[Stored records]
## START
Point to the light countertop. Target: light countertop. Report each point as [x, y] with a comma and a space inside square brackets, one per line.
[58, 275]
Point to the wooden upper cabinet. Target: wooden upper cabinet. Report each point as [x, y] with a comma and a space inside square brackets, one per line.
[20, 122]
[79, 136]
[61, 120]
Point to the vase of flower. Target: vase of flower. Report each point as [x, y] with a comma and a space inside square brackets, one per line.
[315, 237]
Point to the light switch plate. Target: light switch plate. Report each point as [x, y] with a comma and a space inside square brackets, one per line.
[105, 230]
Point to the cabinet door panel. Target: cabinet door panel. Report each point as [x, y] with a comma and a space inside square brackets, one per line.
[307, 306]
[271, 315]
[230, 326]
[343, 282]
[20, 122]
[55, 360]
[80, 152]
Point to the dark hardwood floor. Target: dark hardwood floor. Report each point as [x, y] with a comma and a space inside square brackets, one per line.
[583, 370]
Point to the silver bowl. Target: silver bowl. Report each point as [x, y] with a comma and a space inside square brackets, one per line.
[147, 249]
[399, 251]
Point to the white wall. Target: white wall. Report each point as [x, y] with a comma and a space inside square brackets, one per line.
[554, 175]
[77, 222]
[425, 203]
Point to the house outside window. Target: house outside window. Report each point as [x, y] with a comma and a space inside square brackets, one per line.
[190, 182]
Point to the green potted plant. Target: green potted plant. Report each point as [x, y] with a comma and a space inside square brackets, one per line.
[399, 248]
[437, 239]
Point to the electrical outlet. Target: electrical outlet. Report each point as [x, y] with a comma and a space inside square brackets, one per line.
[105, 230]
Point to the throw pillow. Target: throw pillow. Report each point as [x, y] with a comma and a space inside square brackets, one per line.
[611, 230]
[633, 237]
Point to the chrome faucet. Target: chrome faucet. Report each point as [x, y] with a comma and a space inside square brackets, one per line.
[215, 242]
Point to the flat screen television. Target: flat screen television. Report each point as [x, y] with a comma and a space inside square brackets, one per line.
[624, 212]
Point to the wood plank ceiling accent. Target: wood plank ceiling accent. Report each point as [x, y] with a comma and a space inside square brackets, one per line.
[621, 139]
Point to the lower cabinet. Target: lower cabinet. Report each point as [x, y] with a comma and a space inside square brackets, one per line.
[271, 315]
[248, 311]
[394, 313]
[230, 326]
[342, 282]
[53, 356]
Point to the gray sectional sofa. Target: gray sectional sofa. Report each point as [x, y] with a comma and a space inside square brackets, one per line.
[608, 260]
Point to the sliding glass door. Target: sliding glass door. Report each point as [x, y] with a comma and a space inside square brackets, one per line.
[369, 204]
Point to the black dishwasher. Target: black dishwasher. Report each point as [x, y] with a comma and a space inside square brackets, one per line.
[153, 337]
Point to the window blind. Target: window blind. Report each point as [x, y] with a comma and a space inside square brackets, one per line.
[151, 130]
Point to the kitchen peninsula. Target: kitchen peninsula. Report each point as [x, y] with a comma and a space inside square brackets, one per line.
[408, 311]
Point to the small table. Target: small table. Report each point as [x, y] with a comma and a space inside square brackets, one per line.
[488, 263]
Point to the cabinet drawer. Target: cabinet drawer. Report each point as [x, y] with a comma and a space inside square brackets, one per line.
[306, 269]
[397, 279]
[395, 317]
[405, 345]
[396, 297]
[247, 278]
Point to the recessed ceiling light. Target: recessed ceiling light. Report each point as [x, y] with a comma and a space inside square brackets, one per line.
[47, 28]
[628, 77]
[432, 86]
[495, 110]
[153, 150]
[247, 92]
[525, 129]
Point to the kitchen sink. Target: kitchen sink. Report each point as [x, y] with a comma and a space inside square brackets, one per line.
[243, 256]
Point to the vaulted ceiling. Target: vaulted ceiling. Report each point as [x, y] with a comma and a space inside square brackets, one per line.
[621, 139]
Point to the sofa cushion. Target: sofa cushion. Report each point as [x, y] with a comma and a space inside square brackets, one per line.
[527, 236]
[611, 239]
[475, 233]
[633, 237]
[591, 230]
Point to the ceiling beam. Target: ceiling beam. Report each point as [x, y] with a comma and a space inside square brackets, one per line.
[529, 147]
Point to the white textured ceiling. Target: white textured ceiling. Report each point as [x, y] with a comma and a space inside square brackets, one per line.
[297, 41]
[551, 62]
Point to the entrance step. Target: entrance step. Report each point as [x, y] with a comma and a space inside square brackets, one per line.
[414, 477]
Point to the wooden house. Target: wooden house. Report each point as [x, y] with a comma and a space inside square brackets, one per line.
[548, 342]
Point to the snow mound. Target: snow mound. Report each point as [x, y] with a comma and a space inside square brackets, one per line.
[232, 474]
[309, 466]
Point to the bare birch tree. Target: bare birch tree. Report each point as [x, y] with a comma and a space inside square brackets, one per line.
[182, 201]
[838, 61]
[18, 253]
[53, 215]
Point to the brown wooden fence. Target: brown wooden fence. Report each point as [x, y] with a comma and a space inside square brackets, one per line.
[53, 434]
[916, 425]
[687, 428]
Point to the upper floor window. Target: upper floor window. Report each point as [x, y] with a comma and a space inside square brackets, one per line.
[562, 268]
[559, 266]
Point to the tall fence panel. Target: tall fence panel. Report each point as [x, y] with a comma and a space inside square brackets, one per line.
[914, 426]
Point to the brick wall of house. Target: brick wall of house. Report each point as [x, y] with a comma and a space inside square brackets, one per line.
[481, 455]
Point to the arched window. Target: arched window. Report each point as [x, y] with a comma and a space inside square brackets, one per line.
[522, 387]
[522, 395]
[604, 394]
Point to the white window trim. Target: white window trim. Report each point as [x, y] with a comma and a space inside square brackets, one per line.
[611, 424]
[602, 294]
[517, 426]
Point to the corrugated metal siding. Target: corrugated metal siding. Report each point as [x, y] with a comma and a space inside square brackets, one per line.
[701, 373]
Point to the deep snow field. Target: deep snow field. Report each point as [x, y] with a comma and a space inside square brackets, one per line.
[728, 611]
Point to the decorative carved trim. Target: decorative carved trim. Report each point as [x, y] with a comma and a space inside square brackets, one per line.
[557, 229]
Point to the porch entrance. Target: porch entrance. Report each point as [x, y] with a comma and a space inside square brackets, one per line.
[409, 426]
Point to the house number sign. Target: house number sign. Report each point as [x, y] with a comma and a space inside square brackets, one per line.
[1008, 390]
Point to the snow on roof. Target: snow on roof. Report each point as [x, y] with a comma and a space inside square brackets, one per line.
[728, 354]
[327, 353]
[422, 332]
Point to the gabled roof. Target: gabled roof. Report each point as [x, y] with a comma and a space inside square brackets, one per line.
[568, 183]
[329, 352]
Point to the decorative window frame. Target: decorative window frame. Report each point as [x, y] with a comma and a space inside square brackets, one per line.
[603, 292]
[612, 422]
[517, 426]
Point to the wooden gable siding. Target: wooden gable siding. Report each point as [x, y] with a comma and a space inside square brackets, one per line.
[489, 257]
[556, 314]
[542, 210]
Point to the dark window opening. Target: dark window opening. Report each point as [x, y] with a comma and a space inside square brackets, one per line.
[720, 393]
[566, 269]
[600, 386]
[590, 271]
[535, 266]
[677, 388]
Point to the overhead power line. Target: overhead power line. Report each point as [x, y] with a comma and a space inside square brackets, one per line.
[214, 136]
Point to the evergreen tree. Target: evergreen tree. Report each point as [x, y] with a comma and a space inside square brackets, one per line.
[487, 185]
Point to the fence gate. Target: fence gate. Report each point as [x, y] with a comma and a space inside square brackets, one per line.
## END
■ Written problem
Please rescale the entries starting at the line containing "Point to the overhead" and ending at the end of the entries, writing out every line in that span again in full. Multiply each x and y coordinate inside the square brackets by 0.2 and round it to a whole number, with halves rounded up.

■ Task output
Point to the overhead power line. Target: overhead power line. Report each point as [x, y] with a comma and a space inside square brackets, one per line.
[43, 27]
Point to the evergreen tree. Target: evergreen tree. Report each point as [x, y] with a comma and a space inside square brackets, one per line.
[97, 37]
Point to the fence gate. Target: fence gate. Report each point as [x, y] with a comma and a space inside square brackets, one per line.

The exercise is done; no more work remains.